- [Your goal] Copy out each line below exactly as it appears.
── Given data ──
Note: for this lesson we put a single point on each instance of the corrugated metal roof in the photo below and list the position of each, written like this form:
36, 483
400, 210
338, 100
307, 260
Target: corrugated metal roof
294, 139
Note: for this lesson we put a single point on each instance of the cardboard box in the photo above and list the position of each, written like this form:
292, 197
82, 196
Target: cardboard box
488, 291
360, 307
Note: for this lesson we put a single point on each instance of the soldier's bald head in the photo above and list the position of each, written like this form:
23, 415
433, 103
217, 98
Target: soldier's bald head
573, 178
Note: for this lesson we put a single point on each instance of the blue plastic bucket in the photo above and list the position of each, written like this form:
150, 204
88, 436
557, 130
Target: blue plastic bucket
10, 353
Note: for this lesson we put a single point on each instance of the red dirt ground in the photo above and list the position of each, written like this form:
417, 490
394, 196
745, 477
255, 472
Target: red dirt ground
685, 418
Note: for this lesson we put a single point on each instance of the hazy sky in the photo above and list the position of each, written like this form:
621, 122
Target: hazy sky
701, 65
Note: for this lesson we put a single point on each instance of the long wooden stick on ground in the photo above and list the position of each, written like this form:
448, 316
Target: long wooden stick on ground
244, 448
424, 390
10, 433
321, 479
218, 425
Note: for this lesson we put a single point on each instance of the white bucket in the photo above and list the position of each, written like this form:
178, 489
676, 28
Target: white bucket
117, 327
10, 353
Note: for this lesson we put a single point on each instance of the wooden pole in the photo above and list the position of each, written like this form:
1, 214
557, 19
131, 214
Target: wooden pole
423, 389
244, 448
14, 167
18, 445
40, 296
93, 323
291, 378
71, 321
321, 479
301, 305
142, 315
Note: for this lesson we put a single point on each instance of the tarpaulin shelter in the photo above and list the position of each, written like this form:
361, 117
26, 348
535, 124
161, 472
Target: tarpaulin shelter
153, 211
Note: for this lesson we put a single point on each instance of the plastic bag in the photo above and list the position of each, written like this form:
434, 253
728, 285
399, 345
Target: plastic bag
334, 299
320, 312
───
- [Complete response]
Note: for this lesson we put a single point on each instance of the corrugated metal roof in the photo below and list the position of each, written like this form:
36, 483
400, 210
338, 100
307, 260
Target: corrugated metal roof
294, 139
Note: for this lesson we put a single point on each instance of the cardboard box in the photo above and list the position of each, written like this form:
292, 197
82, 196
Target: cardboard box
488, 291
360, 307
Note: for this lesson we put a single point on each instance of the soldier's bald head in the photo above and list the position of each, written like this form:
23, 415
433, 103
217, 98
Target: soldier's bald head
573, 178
Note: for this lesson we put a single point on each instance of the blue plastic bucket in the photo above and list the position of each, written like this form:
150, 204
88, 436
557, 130
Target: blue plastic bucket
10, 353
Note: for this lesson we put a single point on each instance of the red dirt ground in the photo above and list the position of each, written like this form:
417, 490
394, 196
745, 477
255, 472
Target: red dirt ground
685, 418
Note: for this lesson we put a single point on each instance of the hazy sky in the photo above and list the position of each, written like this form:
621, 122
Target: hazy sky
701, 65
Note: for this lesson we put a single point on each instance of the long wooden stick on ground in the photo above and list the position of each, written like this form:
448, 316
Target: long wooden stick on ground
244, 448
424, 390
10, 433
321, 479
218, 425
Note: for this lesson we put a single point on each instance of the white bucket in the photo above and list the position of each, written like this form:
178, 489
676, 28
Target: white bucket
117, 327
10, 353
Note: for this lesson we put a single point on each instance of the wooden pole in the photo above and list the position of each, written like this form:
1, 214
557, 19
131, 214
Target: wooden pole
423, 389
244, 448
14, 167
18, 445
40, 296
93, 323
291, 378
71, 321
321, 479
301, 305
142, 315
Note: for this lesson we put a single point on each instance of the tarpaulin shelter in the photo above and list the position of each, written like this form:
361, 117
26, 348
535, 124
161, 472
Target: tarpaulin shelter
153, 211
Note: for this lesson we put a single point on each instance of the plastic bag in the photo above and list the position of each, written like this form:
434, 253
728, 285
399, 345
Target: plastic bag
334, 299
320, 312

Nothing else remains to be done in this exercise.